WRITTEN TASK: Put the lines below into a two-column CSV with the headers text and box. Give one row for each line that asks for a bounding box, with its wording and its full answer each in one quoted field, line breaks turned into spaces, and leave the pictures out.

ITEMS:
_____

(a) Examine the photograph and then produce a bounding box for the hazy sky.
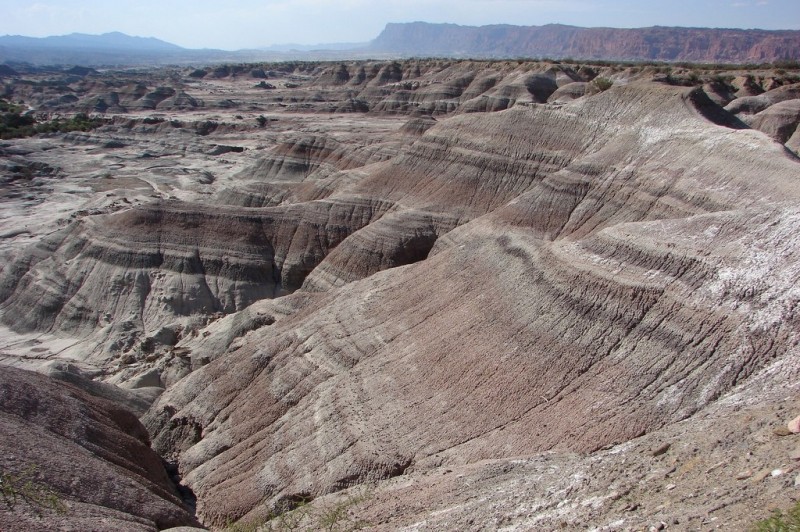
[0,0,800,50]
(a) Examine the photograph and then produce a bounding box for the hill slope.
[372,22,800,63]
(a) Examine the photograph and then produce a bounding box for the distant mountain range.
[0,22,800,66]
[371,22,800,63]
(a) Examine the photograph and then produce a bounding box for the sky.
[0,0,800,50]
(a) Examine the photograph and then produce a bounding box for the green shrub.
[0,466,67,513]
[592,77,614,91]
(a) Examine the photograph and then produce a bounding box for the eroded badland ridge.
[0,60,800,530]
[370,22,800,63]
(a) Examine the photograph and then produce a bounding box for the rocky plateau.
[0,59,800,530]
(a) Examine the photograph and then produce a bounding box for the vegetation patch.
[0,99,104,140]
[0,466,67,514]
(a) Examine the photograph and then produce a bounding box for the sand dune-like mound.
[134,85,800,523]
[0,367,197,530]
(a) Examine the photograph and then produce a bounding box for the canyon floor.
[0,60,800,530]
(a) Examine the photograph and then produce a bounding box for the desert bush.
[592,77,614,91]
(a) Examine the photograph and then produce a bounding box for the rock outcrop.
[0,59,800,529]
[371,22,800,63]
[141,84,800,523]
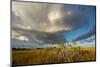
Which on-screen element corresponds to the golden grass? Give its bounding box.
[12,48,96,65]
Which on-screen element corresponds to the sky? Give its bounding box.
[11,1,96,48]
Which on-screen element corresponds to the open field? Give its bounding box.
[12,48,96,65]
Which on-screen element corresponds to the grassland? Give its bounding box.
[12,48,96,65]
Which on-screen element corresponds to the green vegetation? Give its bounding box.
[12,43,96,65]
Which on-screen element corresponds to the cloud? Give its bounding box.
[73,26,96,41]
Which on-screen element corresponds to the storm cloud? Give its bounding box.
[12,1,95,45]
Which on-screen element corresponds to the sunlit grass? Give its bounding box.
[12,47,96,65]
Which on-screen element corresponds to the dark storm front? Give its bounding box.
[11,1,96,65]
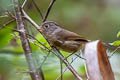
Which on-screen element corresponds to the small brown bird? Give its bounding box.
[39,21,89,57]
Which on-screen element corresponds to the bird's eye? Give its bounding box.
[45,25,49,28]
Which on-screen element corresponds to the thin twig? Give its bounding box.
[32,0,43,19]
[108,46,120,58]
[56,57,78,80]
[42,0,56,22]
[0,19,15,30]
[39,52,50,69]
[21,0,27,9]
[60,60,63,80]
[12,29,50,51]
[7,10,16,19]
[13,0,40,80]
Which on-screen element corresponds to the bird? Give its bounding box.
[38,21,90,58]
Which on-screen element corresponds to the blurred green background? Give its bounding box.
[0,0,120,80]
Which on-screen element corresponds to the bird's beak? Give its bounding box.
[38,26,43,31]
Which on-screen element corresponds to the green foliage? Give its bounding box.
[113,41,120,46]
[0,25,13,48]
[117,31,120,38]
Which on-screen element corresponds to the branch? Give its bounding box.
[0,19,15,30]
[13,0,41,80]
[42,0,56,22]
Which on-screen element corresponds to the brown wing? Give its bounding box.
[57,29,88,42]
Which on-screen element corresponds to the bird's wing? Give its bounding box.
[56,30,88,42]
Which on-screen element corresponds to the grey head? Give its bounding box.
[39,21,61,35]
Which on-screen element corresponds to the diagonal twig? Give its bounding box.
[42,0,56,22]
[108,46,120,58]
[0,19,15,30]
[13,0,41,80]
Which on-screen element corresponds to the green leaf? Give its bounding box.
[113,41,120,46]
[117,31,120,38]
[0,29,13,48]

_____

TASK SOLUTION:
text,box
"(a) Examine the photograph and then produce a bounding box for the hazy sky.","[0,0,800,50]"
"(a) Examine the photograph and then produce a bounding box for the hill slope.","[372,22,800,63]"
"(a) Examine the photograph and then produce a bounding box for the distant mountain range.","[0,22,800,66] [371,22,800,63]"
"(a) Examine the photograph and then produce a bounding box for the sky.","[0,0,800,50]"
"(a) Examine the photograph and then produce a bounding box for the green shrub.","[0,466,67,513] [592,77,614,91]"
"(a) Examine the photograph and then produce a bounding box for the eroded badland ridge.","[0,60,800,530] [370,22,800,63]"
"(a) Examine the photograph and then produce a bounding box for the rocky plateau.","[0,59,800,530]"
"(a) Examine the photograph and then produce a bounding box for the vegetation patch.","[0,99,104,140] [0,466,67,514]"
"(a) Examine the photograph and then produce a bounding box for the sand dune-like mound.","[134,85,800,523] [0,367,197,530]"
"(a) Examine the photograph and then produce a bounding box for the canyon floor.","[0,60,800,530]"
"(a) Examine the photograph and then produce a bounding box for the desert bush.","[592,77,614,91]"
"(a) Examine the photograph and then produce a bounding box for the rock outcrop.","[0,59,800,529] [371,22,800,63] [141,84,800,523]"
"Which on-screen element corresponds to the golden grass? Give its bounding box.","[12,48,96,65]"
"Which on-screen element corresponds to the sky? Give its bounding box.","[11,1,96,48]"
"Which on-screen element corresponds to the open field? Give its bounding box.","[12,48,96,65]"
"Which on-screen element corresponds to the grassland? Give its bounding box.","[12,48,96,65]"
"Which on-screen element corresponds to the green vegetation? Give its bounding box.","[12,43,96,65]"
"Which on-screen element corresponds to the cloud? Give its bounding box.","[73,26,96,41]"
"Which on-screen element corresponds to the storm cloud? Give its bounding box.","[12,1,95,45]"
"Which on-screen element corresponds to the sunlit grass? Give its bounding box.","[12,47,96,65]"
"Which on-screen element corresponds to the dark storm front? Give its bounding box.","[11,1,96,65]"
"Which on-screen element corresponds to the small brown bird? Give its bounding box.","[39,21,89,57]"
"Which on-screen element corresponds to the bird's eye? Give its bounding box.","[45,25,49,28]"
"Which on-screen element corresponds to the thin twig? Give its bounding box.","[32,0,43,19] [108,46,120,58] [56,57,78,80] [42,0,56,22] [0,19,15,30] [39,52,50,69] [21,0,27,9] [60,60,63,80] [12,29,50,51] [7,10,16,19] [13,0,40,80]"
"Which on-screen element corresponds to the bird? Give its bounding box.","[38,21,90,58]"
"Which on-screen element corresponds to the blurred green background? Give its bounding box.","[0,0,120,80]"
"Which on-screen element corresponds to the bird's beak? Give its bounding box.","[38,26,43,31]"
"Which on-screen element corresponds to the green foliage? Give its bounding box.","[113,41,120,46] [0,25,13,48] [117,31,120,38]"
"Which on-screen element corresponds to the branch? Give its bounding box.","[0,19,15,30] [13,0,41,80] [42,0,56,22]"
"Which on-screen element corresponds to the brown wing? Give its bounding box.","[57,29,88,42]"
"Which on-screen element corresponds to the bird's wing? Give its bounding box.","[56,30,88,42]"
"Which on-screen element corresponds to the grey head? Give its bounding box.","[39,21,61,35]"
"Which on-screen element corresponds to the diagonal twig? Give its bounding box.","[42,0,56,22] [108,46,120,58] [0,19,15,30] [13,0,41,80]"
"Which on-screen element corresponds to the green leaf? Give its bounding box.","[113,41,120,46] [117,31,120,38] [0,29,13,48]"